- [Exercise brief]:
Below are records; reproduce exactly the lines from the one containing "If you could mark the man in dark" through the end, both included, and only those.

Location annotation dataset excerpts
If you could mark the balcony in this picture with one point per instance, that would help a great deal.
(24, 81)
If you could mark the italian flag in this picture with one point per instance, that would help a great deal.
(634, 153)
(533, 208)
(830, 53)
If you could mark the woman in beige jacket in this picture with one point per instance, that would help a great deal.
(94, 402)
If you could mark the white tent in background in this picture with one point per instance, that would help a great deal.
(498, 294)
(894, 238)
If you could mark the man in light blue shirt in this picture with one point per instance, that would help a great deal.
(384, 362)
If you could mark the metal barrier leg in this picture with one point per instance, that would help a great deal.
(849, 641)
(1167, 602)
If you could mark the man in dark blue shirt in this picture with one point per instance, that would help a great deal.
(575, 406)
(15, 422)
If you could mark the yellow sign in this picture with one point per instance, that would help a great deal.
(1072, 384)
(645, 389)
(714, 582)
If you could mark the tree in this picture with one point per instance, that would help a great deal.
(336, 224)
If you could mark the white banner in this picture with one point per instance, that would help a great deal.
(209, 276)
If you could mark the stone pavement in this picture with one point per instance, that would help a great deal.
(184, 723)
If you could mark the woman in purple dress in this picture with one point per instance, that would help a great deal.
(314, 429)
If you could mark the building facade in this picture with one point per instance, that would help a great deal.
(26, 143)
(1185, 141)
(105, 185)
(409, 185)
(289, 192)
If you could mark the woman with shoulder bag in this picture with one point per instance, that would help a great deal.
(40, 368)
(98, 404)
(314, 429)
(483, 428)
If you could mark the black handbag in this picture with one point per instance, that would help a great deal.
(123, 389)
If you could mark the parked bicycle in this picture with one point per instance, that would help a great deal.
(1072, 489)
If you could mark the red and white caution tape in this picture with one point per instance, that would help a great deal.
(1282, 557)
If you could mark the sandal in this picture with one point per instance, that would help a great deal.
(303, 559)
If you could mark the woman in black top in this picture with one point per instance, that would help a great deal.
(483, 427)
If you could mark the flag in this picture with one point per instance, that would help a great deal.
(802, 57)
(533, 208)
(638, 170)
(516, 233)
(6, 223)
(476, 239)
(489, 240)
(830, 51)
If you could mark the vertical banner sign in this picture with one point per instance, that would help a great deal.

- [Complete output]:
If you could mark the man in dark blue shirt in this picture with one point per instance, that would help a great deal.
(575, 406)
(15, 422)
If you could mark the yellow sign in this picture with one point per instance, that would help a great deal.
(1072, 384)
(645, 389)
(714, 582)
If you could mark the tree in this picture with one point per instance, that would help a great deal.
(336, 224)
If you could mark the white banner in this picture with one point per instance, that would help a great deal.
(209, 276)
If you could mark the stone pavement in this picture with one point per instance, that would help a great deal.
(184, 723)
If you could mark the woman in purple dress in this picture with one point per instance, that would help a great deal.
(314, 429)
If you could mark the building facade in this picture with one point per instance, that would help a great deal.
(26, 143)
(1185, 141)
(105, 185)
(409, 185)
(289, 192)
If you could mark the woman with shoulder bag in this picture with one point per instance, that would help a great deal.
(40, 368)
(98, 404)
(314, 429)
(483, 428)
If you could mark the black handbag in this picture with one point per instance, that would help a great deal.
(123, 389)
If you could mark the parked bicycle in this picture with one point per instance, that would help a great deal.
(1072, 489)
If you could mark the red and white caution tape in this picture with one point per instance, that would help a great deal.
(1282, 557)
If you could mark the sandal in this picture with one point per instance, that would help a great deal.
(303, 559)
If you could mark the woman in black top in this picture with one point per instance, that would help a great deal.
(483, 427)
If you could mark the flag in this picture with one point per instance, that would help a great deal.
(802, 57)
(533, 208)
(638, 170)
(516, 233)
(6, 223)
(476, 239)
(489, 240)
(830, 51)
If you could mark the vertical banner sign in this picture with one point per instance, that would help a great deal.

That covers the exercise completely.